*Task input*:
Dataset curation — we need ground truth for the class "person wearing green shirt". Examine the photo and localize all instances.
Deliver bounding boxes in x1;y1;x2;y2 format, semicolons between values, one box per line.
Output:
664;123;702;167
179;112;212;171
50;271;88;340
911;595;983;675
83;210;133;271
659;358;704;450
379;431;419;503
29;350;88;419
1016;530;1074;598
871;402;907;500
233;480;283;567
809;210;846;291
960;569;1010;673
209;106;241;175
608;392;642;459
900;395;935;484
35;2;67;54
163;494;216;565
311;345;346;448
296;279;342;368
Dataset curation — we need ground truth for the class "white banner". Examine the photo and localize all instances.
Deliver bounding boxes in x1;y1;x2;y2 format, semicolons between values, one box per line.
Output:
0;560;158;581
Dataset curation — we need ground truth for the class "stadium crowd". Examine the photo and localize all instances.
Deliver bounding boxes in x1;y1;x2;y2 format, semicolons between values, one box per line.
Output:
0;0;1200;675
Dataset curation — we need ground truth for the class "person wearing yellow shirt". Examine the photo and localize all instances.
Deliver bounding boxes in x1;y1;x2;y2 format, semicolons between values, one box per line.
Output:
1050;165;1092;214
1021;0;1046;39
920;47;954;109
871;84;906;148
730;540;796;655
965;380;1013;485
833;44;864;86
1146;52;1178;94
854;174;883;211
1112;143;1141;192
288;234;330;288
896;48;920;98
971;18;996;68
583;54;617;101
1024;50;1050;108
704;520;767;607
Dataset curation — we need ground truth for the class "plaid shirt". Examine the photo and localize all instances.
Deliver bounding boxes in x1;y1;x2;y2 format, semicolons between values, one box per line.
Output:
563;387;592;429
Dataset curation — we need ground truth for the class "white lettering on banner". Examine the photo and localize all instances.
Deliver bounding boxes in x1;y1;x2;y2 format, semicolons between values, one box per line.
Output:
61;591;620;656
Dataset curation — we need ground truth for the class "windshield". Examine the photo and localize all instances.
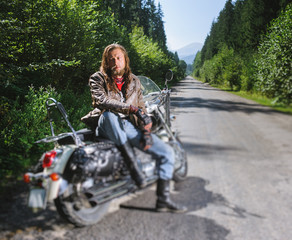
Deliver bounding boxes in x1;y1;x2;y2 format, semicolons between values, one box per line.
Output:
138;76;161;97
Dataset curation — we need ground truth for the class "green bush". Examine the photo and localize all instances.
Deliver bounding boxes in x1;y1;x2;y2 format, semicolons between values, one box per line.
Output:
0;86;60;175
255;4;292;104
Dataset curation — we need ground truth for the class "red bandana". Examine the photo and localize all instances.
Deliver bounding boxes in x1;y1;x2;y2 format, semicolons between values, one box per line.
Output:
114;77;125;91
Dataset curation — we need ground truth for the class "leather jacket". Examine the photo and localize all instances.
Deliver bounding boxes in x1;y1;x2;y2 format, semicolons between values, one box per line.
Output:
81;72;146;128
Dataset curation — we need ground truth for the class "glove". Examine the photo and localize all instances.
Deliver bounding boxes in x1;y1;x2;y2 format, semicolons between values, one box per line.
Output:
140;130;153;151
129;105;152;133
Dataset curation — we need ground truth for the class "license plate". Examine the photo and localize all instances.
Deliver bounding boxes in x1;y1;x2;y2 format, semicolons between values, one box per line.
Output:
28;188;47;209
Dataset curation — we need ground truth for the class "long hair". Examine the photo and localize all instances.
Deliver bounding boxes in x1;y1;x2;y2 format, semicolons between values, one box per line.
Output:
100;43;131;80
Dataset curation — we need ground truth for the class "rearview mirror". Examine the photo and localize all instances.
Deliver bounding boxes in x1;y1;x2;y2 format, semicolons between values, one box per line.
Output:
165;69;173;82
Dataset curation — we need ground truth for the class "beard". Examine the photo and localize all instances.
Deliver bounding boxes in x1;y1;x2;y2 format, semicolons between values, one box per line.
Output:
111;67;125;76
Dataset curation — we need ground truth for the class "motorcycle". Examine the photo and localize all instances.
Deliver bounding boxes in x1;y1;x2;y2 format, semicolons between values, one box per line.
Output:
24;71;188;227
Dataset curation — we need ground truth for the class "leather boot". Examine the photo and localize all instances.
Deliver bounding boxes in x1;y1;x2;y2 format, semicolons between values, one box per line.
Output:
119;142;147;188
156;179;187;213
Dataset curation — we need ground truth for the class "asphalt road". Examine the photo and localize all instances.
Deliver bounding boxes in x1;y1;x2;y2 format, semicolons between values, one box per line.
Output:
0;77;292;240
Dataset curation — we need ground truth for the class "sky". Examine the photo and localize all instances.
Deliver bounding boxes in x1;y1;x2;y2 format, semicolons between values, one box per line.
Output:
155;0;226;50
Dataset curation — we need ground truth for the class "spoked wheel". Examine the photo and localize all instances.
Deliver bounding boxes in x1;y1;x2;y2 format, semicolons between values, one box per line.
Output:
170;138;188;182
55;187;110;227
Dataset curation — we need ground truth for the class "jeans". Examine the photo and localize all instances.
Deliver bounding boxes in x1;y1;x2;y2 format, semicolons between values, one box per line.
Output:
98;111;174;180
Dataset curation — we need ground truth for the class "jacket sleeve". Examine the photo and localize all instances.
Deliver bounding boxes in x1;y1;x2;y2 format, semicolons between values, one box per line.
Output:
89;72;129;114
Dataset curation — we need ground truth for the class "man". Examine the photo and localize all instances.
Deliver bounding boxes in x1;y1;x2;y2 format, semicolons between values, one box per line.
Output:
85;44;186;212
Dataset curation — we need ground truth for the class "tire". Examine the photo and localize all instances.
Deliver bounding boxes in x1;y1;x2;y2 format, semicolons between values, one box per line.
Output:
55;193;110;227
171;138;188;182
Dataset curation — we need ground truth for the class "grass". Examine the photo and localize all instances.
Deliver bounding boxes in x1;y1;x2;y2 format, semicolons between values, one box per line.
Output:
214;86;292;115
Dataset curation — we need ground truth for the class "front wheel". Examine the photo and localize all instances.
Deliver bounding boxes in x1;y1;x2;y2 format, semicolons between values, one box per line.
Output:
55;190;110;227
170;138;188;182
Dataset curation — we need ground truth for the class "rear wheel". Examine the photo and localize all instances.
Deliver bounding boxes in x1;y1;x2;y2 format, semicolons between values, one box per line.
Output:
55;188;110;227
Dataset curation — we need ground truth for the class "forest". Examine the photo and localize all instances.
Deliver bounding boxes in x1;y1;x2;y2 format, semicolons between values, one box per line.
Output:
0;0;186;182
193;0;292;106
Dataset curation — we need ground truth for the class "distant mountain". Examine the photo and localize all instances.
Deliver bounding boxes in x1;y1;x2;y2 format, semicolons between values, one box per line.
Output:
175;42;203;64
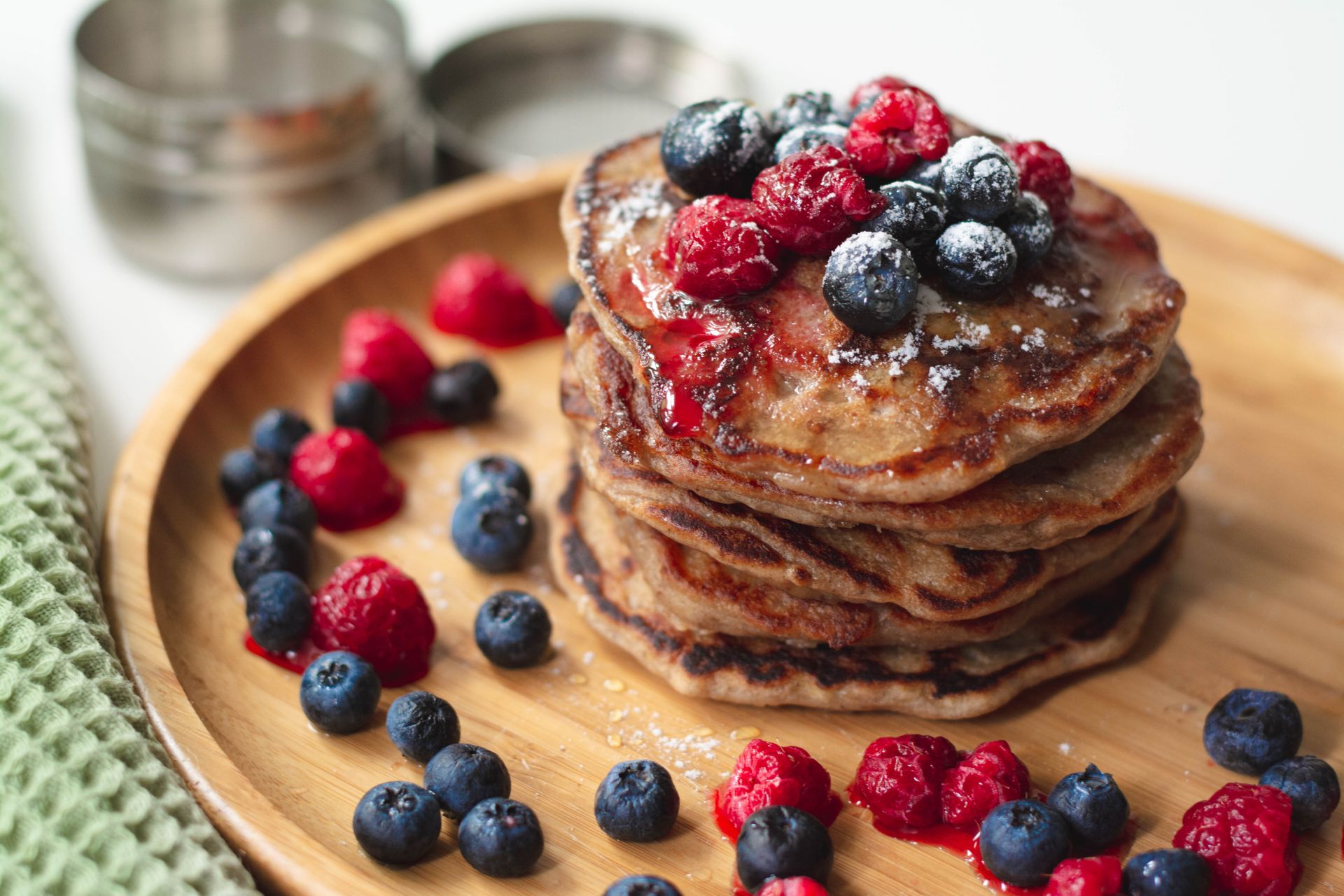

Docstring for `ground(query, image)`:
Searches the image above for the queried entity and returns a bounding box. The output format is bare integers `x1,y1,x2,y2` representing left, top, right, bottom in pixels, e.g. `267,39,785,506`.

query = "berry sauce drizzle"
244,636,323,674
852,791,1138,896
710,786,741,844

*Instruction*: Find every line in the entries above that contains the string "query", treating uppercase and lowercase letters as different, and copy each of those lines.

*The solution*:
Docstring for `ground(query, image)`:
query = "berry sauce drizzle"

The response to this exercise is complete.